■ **THE REQUEST**: Word for word, transcribe the lines below and drop the pictures.

[Coordinate annotation entries]
▼▼▼

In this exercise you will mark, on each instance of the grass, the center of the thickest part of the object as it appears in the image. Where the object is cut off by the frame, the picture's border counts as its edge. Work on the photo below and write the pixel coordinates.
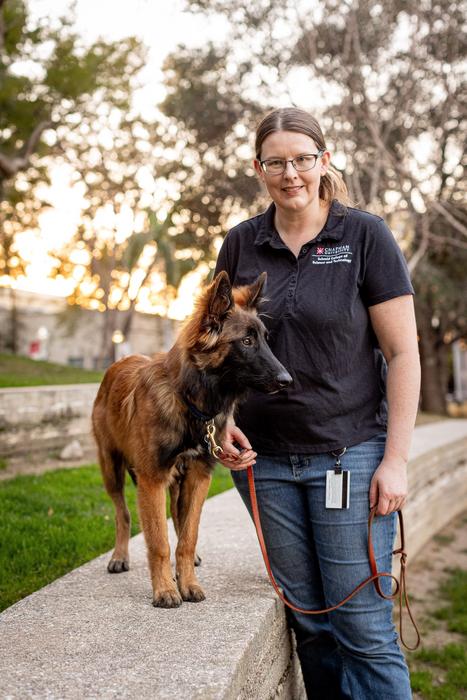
(441, 673)
(57, 521)
(21, 371)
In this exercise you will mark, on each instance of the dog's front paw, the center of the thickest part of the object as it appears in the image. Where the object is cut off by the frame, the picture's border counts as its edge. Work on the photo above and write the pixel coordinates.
(192, 593)
(116, 566)
(167, 599)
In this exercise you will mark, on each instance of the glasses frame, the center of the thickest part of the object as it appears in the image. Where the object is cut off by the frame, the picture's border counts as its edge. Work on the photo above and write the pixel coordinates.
(292, 160)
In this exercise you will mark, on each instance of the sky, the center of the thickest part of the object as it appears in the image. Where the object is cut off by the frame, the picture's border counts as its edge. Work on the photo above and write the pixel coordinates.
(161, 25)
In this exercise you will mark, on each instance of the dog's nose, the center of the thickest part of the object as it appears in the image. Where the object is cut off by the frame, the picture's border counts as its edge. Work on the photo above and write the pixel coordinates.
(284, 379)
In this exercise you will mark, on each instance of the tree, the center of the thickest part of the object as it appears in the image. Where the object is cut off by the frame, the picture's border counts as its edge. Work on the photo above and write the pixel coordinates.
(388, 81)
(50, 84)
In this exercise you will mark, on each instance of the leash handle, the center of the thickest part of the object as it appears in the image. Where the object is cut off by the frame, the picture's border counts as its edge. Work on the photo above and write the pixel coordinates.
(400, 589)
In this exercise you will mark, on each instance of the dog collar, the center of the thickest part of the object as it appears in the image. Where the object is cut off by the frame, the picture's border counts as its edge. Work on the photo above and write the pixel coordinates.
(210, 437)
(196, 412)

▲▲▲

■ **EXERCISE OUTPUT**:
In this exercise you will mark, on each instance of the grass, the center of the thickest part of the object as it appears in the image. Where the object is cut off by the frame, the picture's border counts as its edge. Work on the photo below and write the pixel coordinates.
(441, 673)
(57, 521)
(21, 371)
In this exercise you will mark, on each instance of the dog's front paw, the center of the thickest part of the object as it appears in the image. Where the object is cut off by the frame, the picture's border counts as its edge. Work on the photo above and write the pixel coordinates.
(192, 593)
(116, 566)
(167, 599)
In this exercise you will mark, on each instance of the glasses frame, the center of the thickest part of the object as it appears in the image. Where the object is cut off by the frame, the picture's border counts as its edge. Work on the photo above and write the pixel coordinates.
(292, 160)
In this exercise you will mark, on each instance of the sky, the center of the thickest part of the object as it appears in the image. Where the object is cut off by the frame, the picture's border counts as its edge. Work on the photo above and write the pixel coordinates.
(161, 25)
In this exercise you will mark, on each instance of the dog's nose, the center of the thickest part of the object as it appears in the image. Where the object is cut off by the frame, the picture's border counts as its edge. Work on the photo above and write the pixel coordinates.
(284, 379)
In this exercise you will mark, on each instance of the tree, the center of the thickest part of the object as it appears in the image. Where the object is cut off by the frame, the picture's border counts as its edge. Work on the photo above and write the pixel coordinates.
(388, 81)
(50, 84)
In this exercise you will mark, on each instance of the leash handle, the center of the thickest part of the object as it appears in the image. Where the object is cut off by the frame, the picture's border counts as its edge. Work on the photo above and write the pixel coordinates.
(400, 589)
In this exercise you will mark, on each instance of the dog collar, the center of the thickest part of the object as it appears in the image. Where the object is cut off by the frame, the picture's border counts as its edge. Work on the photo above and write the pixel coordinates.
(210, 437)
(196, 412)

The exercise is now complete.